■ RECORDED INFORMATION
■ ■ ■ ■

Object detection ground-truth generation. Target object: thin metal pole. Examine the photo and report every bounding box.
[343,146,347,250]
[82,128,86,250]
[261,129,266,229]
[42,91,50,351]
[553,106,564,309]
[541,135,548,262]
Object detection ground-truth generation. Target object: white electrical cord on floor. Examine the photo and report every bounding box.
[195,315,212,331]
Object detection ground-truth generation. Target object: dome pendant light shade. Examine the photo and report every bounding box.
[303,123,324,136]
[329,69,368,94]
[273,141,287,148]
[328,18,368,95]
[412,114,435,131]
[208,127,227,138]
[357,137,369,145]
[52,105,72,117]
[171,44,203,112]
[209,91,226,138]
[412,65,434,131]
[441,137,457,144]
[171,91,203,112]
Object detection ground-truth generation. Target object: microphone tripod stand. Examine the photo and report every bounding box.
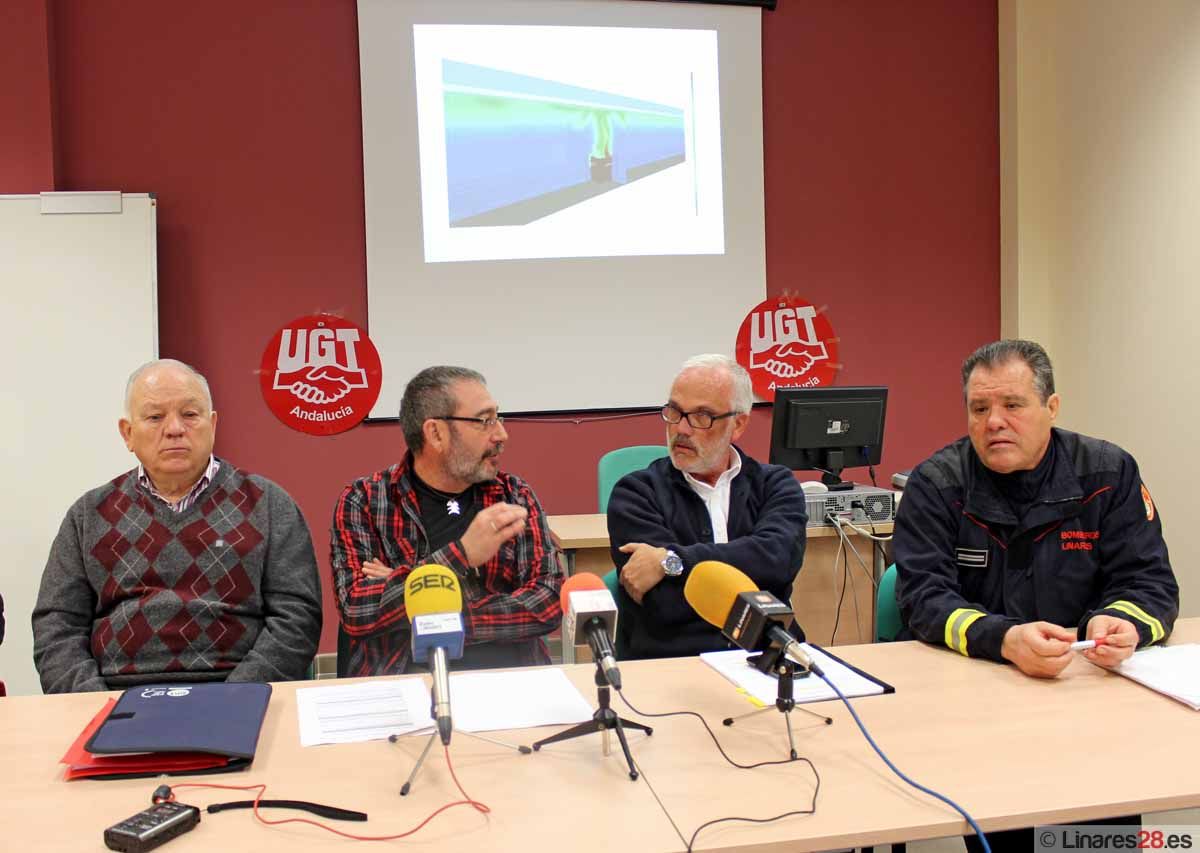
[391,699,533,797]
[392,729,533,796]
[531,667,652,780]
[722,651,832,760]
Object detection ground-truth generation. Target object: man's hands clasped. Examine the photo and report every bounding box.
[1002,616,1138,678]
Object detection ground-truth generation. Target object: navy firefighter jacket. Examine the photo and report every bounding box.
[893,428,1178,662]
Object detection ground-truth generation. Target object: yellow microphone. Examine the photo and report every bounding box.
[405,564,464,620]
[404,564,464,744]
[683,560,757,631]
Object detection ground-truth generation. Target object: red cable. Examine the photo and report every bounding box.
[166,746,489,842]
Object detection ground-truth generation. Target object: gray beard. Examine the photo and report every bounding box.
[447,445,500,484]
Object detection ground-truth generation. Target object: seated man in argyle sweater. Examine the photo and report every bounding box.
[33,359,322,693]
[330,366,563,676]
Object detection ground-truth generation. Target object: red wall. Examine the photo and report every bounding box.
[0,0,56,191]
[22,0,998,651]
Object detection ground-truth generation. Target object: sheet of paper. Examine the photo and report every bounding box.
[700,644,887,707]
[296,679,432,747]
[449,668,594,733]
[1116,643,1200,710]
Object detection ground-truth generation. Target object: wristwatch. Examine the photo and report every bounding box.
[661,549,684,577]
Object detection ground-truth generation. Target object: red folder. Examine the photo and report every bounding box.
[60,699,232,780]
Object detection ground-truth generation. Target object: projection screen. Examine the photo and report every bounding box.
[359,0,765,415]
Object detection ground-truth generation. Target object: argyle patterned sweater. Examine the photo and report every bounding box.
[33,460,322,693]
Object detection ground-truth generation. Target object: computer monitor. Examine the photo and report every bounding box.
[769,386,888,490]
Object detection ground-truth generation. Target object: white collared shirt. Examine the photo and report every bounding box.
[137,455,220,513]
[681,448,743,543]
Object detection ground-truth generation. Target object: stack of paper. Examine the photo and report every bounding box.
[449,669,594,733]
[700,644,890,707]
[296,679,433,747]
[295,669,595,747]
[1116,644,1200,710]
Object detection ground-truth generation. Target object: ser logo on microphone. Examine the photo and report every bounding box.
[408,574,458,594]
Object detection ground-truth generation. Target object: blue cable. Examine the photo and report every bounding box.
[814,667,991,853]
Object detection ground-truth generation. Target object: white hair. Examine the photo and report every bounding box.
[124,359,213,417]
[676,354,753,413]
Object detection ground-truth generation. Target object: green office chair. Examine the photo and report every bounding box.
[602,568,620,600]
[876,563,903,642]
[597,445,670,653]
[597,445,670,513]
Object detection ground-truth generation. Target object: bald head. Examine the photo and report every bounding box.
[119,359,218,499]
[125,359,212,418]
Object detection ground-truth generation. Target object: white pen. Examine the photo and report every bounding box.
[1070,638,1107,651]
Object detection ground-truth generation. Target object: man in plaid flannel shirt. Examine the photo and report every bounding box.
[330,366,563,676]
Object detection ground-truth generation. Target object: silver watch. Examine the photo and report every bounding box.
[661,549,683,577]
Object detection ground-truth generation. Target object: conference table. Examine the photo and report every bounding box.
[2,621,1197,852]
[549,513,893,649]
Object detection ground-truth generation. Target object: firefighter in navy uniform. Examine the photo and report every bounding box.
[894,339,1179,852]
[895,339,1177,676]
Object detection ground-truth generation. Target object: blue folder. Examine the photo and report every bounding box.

■ ■ ■ ■

■ TASK REQUIREMENTS
The reply is to be all the records above, transcribed exactly, with no pictures.

■ OUTPUT OF THE EXERCISE
Object detection ground-truth generation. Target object: thin metal pole. Examine the photo and report every bounding box.
[343,146,347,250]
[82,128,86,250]
[261,129,266,229]
[42,91,50,351]
[553,106,564,309]
[541,135,548,262]
Object detection ground-truth generation. Target object: white electrical cord on floor. Examine the photo and report every bounding box.
[195,315,212,331]
Object detection ground-truth generation. Target object: dome pendant light shade. Examine the photo and report every bounding box.
[303,123,324,136]
[329,69,368,94]
[273,141,287,148]
[328,18,368,95]
[412,114,435,131]
[208,127,227,138]
[357,137,369,145]
[52,105,72,117]
[171,44,203,112]
[209,91,226,138]
[412,65,434,131]
[441,137,457,144]
[171,91,203,112]
Object detection ground-truth generation. Target object: microphone tripod stand. Examine the photo and report every bounding box.
[391,699,533,797]
[392,729,533,796]
[531,667,652,780]
[722,651,832,760]
Object detection ground-truth generation. Target object: man's hands clasped. Examine the photo and report every bounding box.
[1002,616,1138,678]
Object detection ground-truth generation. Target object: navy firefighter jacket. Examine the photo and report every bounding box.
[893,428,1178,662]
Object detection ground-truth generation. Target object: yellow microphone. Examine the photo and report every bounding box.
[405,564,464,620]
[404,564,464,744]
[683,560,757,631]
Object detection ground-truth generation. Target object: red cable. Examine the photo and report every bounding box.
[166,746,489,842]
Object detection ground-truth generation. Target object: gray beard. Examine the photo and report every bounding box.
[447,445,500,484]
Object detection ground-truth generation. Target object: seated man in argyle sweater. Examine the photo and report every bounding box.
[33,359,322,693]
[330,366,563,676]
Object detection ground-truth generation. Target object: red wall. Examine the photo and report every bounding box.
[0,0,56,191]
[22,0,998,651]
Object detection ground-truth generation. Target object: sheet of paper. Examine the photo and report every bounding box.
[700,644,887,707]
[296,679,432,747]
[449,668,594,733]
[1116,643,1200,710]
Object detection ground-truth generation. Target object: wristwatch. Examine the photo and report every bounding box.
[661,549,684,577]
Object detection ground-truth generation. Target object: red folder. Examine the photo and report every bounding box.
[60,699,232,780]
Object detection ground-truth generation. Target object: projection screen. Examine the photo and report every bounding box.
[359,0,765,415]
Object detection ground-truth generation. Target object: argyle patterned sweater. Examine the photo and report every bounding box.
[33,460,322,693]
Object detection ground-truth generation. Target object: computer monitor. Examine the photo and report every bounding box.
[769,386,888,490]
Object detection ground-truth generation. Target object: white collared shirt. Examine the photo and report every bounding box.
[137,455,220,513]
[681,448,743,543]
Object detection ground-truth generation. Target object: stack of paper. Examine the photo and report every bounding box.
[449,669,594,733]
[700,644,890,707]
[296,679,433,747]
[295,669,595,747]
[1116,644,1200,710]
Object detection ground-truth generation. Target object: ser logo on microphone. Examine the photo and report every bounding box.
[408,574,458,594]
Object detection ground-truth generation. Target object: blue cable. Examine the photo and report every bounding box.
[814,667,991,853]
Object detection ground-truth generation. Target object: white hair. Examine the photo and report every bounding box.
[124,359,213,417]
[676,354,753,413]
Object detection ground-truth generation. Target object: green office chair. Examine the photo and report every bounding box.
[602,568,620,600]
[876,563,903,642]
[597,445,670,653]
[597,445,670,513]
Object detection ground-truth generation. Target object: bald head. Examine the photo and report every bounding box.
[119,359,218,499]
[125,359,212,418]
Object detection ground-truth generation. Target object: white pen. Examine the photo and report every bounding box.
[1070,638,1107,651]
Object detection ground-truth generation. Target object: man in plaid flannel shirt. Examine the photo and report every bounding box.
[330,366,563,676]
Object detection ground-truth generation. Target object: silver watch. Examine the photo and report every bounding box.
[661,549,683,577]
Object detection ground-truth generation. Target object: conference table. Examine the photo and report every bounding box.
[2,621,1197,852]
[549,513,893,649]
Object detection ground-truth generation. Target object: firefighter in navy uniform. Examine the photo and report every bounding box.
[894,339,1179,852]
[895,339,1177,676]
Object detection ground-truth generation. Target object: blue folder. Examine the photo and report every bounding box.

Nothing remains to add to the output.